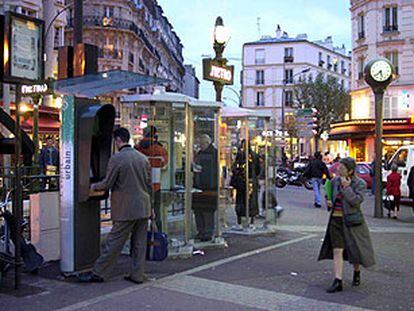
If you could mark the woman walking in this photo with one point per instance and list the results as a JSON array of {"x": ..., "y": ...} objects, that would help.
[
  {"x": 347, "y": 236},
  {"x": 393, "y": 188}
]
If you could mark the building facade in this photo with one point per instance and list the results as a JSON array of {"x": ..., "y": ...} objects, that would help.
[
  {"x": 272, "y": 66},
  {"x": 191, "y": 82},
  {"x": 380, "y": 29},
  {"x": 133, "y": 36},
  {"x": 54, "y": 16}
]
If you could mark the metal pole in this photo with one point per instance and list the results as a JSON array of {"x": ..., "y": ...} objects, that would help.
[
  {"x": 379, "y": 95},
  {"x": 17, "y": 198},
  {"x": 78, "y": 22},
  {"x": 188, "y": 173},
  {"x": 219, "y": 173},
  {"x": 246, "y": 170},
  {"x": 266, "y": 184}
]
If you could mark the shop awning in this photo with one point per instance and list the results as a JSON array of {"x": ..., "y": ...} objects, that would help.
[
  {"x": 104, "y": 82},
  {"x": 236, "y": 112}
]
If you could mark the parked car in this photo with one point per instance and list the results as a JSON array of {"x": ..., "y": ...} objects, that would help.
[{"x": 363, "y": 171}]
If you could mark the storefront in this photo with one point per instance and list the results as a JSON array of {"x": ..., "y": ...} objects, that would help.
[{"x": 358, "y": 137}]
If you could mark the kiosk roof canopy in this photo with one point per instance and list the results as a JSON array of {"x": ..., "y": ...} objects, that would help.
[
  {"x": 236, "y": 112},
  {"x": 168, "y": 97},
  {"x": 104, "y": 82}
]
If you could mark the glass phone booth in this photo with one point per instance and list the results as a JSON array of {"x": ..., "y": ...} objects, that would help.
[
  {"x": 247, "y": 184},
  {"x": 179, "y": 135}
]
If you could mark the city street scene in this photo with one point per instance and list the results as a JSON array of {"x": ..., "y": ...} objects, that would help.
[{"x": 206, "y": 155}]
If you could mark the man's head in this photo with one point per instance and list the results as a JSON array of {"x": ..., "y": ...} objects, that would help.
[
  {"x": 151, "y": 132},
  {"x": 205, "y": 141},
  {"x": 49, "y": 142},
  {"x": 121, "y": 136}
]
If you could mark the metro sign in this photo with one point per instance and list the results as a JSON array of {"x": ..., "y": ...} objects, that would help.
[{"x": 213, "y": 71}]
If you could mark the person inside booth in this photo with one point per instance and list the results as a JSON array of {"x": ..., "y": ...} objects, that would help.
[{"x": 158, "y": 158}]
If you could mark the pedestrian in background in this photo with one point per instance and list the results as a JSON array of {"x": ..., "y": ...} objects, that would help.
[
  {"x": 347, "y": 235},
  {"x": 129, "y": 178},
  {"x": 158, "y": 158},
  {"x": 410, "y": 184},
  {"x": 393, "y": 188},
  {"x": 238, "y": 182},
  {"x": 316, "y": 170}
]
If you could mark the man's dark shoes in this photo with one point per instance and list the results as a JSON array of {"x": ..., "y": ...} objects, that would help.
[
  {"x": 357, "y": 278},
  {"x": 335, "y": 287},
  {"x": 89, "y": 277}
]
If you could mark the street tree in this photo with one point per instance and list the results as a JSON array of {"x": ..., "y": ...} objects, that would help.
[{"x": 327, "y": 96}]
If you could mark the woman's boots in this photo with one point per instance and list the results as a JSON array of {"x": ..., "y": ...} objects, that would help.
[
  {"x": 337, "y": 284},
  {"x": 335, "y": 287},
  {"x": 357, "y": 278}
]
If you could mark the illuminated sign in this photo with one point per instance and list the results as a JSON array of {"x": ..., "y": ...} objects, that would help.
[
  {"x": 213, "y": 71},
  {"x": 35, "y": 89},
  {"x": 23, "y": 49}
]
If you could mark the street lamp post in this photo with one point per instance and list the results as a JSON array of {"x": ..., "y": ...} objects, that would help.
[
  {"x": 221, "y": 37},
  {"x": 379, "y": 73}
]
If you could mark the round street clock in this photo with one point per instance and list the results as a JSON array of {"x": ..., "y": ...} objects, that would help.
[{"x": 379, "y": 73}]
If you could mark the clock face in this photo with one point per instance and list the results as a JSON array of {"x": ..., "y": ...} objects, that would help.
[{"x": 381, "y": 71}]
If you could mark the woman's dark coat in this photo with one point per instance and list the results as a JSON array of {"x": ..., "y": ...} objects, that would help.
[{"x": 359, "y": 249}]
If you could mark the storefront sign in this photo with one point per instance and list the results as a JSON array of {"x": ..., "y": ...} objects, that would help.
[
  {"x": 23, "y": 49},
  {"x": 212, "y": 71}
]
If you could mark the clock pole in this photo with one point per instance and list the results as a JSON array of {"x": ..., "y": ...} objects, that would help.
[
  {"x": 379, "y": 97},
  {"x": 379, "y": 73}
]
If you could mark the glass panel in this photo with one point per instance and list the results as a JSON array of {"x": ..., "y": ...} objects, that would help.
[
  {"x": 205, "y": 169},
  {"x": 161, "y": 137}
]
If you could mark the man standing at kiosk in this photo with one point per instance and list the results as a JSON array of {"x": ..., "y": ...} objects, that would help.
[{"x": 129, "y": 178}]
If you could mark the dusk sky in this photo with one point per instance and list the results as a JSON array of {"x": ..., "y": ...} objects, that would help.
[{"x": 193, "y": 21}]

* **Exercise**: Copy all the material above exactly, but skip each image.

* **Result**:
If you could mark the woman walking in this photo with one point per instance and list the results as a JSON array of {"x": ..., "y": ...} objects, that would help.
[
  {"x": 347, "y": 236},
  {"x": 393, "y": 188}
]
If you could mark the building facade in this photo with one point per instance and list the results as a JSON array of {"x": ..., "y": ...} objects, that would help.
[
  {"x": 272, "y": 66},
  {"x": 191, "y": 82},
  {"x": 380, "y": 29},
  {"x": 133, "y": 36},
  {"x": 54, "y": 16}
]
If you could mark the metal pole in this photo with one point per instance and list the results as a JSON array of {"x": ..., "y": ...} objects, that would help.
[
  {"x": 379, "y": 95},
  {"x": 17, "y": 198},
  {"x": 78, "y": 22},
  {"x": 188, "y": 173},
  {"x": 219, "y": 173},
  {"x": 246, "y": 170},
  {"x": 266, "y": 184}
]
If you could mark the shop awning in this photo with one point per instance and list the results as a JSON array of {"x": ..., "y": ...} objects, that would help.
[
  {"x": 104, "y": 82},
  {"x": 236, "y": 112}
]
If you could mark the parked car in this photo with one point per instance and list the results as a JSON array of {"x": ..., "y": ...} objects, that would help.
[{"x": 363, "y": 171}]
If you could mark the storefront in this photo with one point per instance and list the results as a JSON array of {"x": ..., "y": ...} objects, that would help.
[{"x": 358, "y": 137}]
If you could mark the kiosk roof canopy in this photo with one point per instance and list the results as a JSON array of {"x": ..., "y": ...} objects, that would help.
[
  {"x": 236, "y": 112},
  {"x": 168, "y": 97},
  {"x": 104, "y": 82}
]
If you could mark the glass phone booth in this photo with one point per instance and list the results as a JSON array of {"x": ..., "y": ...} objects, that would help.
[
  {"x": 247, "y": 184},
  {"x": 179, "y": 135}
]
If you could mark the city street scene in this photo with one point per instance and list the results as a JSON array of {"x": ..., "y": ...} objects, that would help.
[{"x": 206, "y": 155}]
If you could mark the man's head in this photo with one point per instance and list the results as a JSON array of {"x": ..., "y": ...} objects, that would help.
[
  {"x": 151, "y": 132},
  {"x": 205, "y": 141},
  {"x": 49, "y": 142},
  {"x": 121, "y": 136}
]
If you could mark the metro sign in this photo with one point per instance and list the results as a JSON array of {"x": ..., "y": ...} objects, that would help.
[{"x": 213, "y": 71}]
If you could mark the person inside booth in this photo with one point per instance and list the results as a JSON array of {"x": ..., "y": ...} objects, that would help.
[{"x": 158, "y": 158}]
If you could mark the pedestrian in background in this photo with one point per instance and list the results as a JSON array of {"x": ..., "y": ...} objects, that would help.
[
  {"x": 347, "y": 235},
  {"x": 129, "y": 178},
  {"x": 158, "y": 158},
  {"x": 410, "y": 184},
  {"x": 393, "y": 188},
  {"x": 238, "y": 182},
  {"x": 316, "y": 170}
]
If you could mark the man's dark shoes in this photo with one point per instance and list the results as a JSON array of {"x": ..., "y": ...} objects, that would help.
[
  {"x": 357, "y": 278},
  {"x": 335, "y": 287},
  {"x": 89, "y": 277}
]
If you could mark the street tree in this photo with one point per instance and list the results as a JSON array of {"x": ..., "y": ...} objects, that would help.
[{"x": 327, "y": 96}]
If you could mark the woman's boots in this photo with one point per instance and list the results as a JSON array of {"x": ..., "y": ...} objects, that would help.
[
  {"x": 337, "y": 284},
  {"x": 335, "y": 287},
  {"x": 357, "y": 278}
]
If you could mark the illuminated sign in this photo with one point per instance and list the results as a JSON array of {"x": ..., "y": ...} objects, that would help.
[
  {"x": 213, "y": 71},
  {"x": 35, "y": 89},
  {"x": 23, "y": 49}
]
If you could mark the street lamp post in this photo with one point per instance and list the results as a JSON array of {"x": ..., "y": ...} objects, that would help.
[
  {"x": 221, "y": 37},
  {"x": 379, "y": 73}
]
If you could mark the round street clock in this photo with one point per instance and list the results as a JSON array of {"x": ..., "y": ...} objects, that would help.
[{"x": 379, "y": 73}]
If you could mark the clock face in this photo with one point per instance and list the results as a JSON array of {"x": ..., "y": ...} objects, that would help.
[{"x": 381, "y": 71}]
If you could mark the woman's dark coat in this photo with one point per instance and list the results as a JSON array of {"x": ..., "y": ...} objects, that would help.
[{"x": 359, "y": 249}]
If you could mark the storefront sign in this photo with one point per instance and list the results as a JSON array of {"x": ..., "y": ...} objects, that would help.
[
  {"x": 23, "y": 49},
  {"x": 212, "y": 71}
]
If you could mark the clock pole in this photo with one point per instance and list the results as a JSON array of {"x": ..., "y": ...} objects, that would help.
[
  {"x": 379, "y": 97},
  {"x": 379, "y": 73}
]
If you could mark the glass panel in this photo with one point per instance and list the results as a JSON array of {"x": ..., "y": ...} objects, that would help.
[
  {"x": 205, "y": 169},
  {"x": 161, "y": 137}
]
If you could mark the man standing at kiosk in this photo with one point per instance and list the results as a JSON array of {"x": ..., "y": ...} objects, that would help.
[{"x": 129, "y": 178}]
If you could mark the dusk sky in this photo with one point per instance and list the results as a JSON array of {"x": ..., "y": ...} objects, that would help.
[{"x": 193, "y": 21}]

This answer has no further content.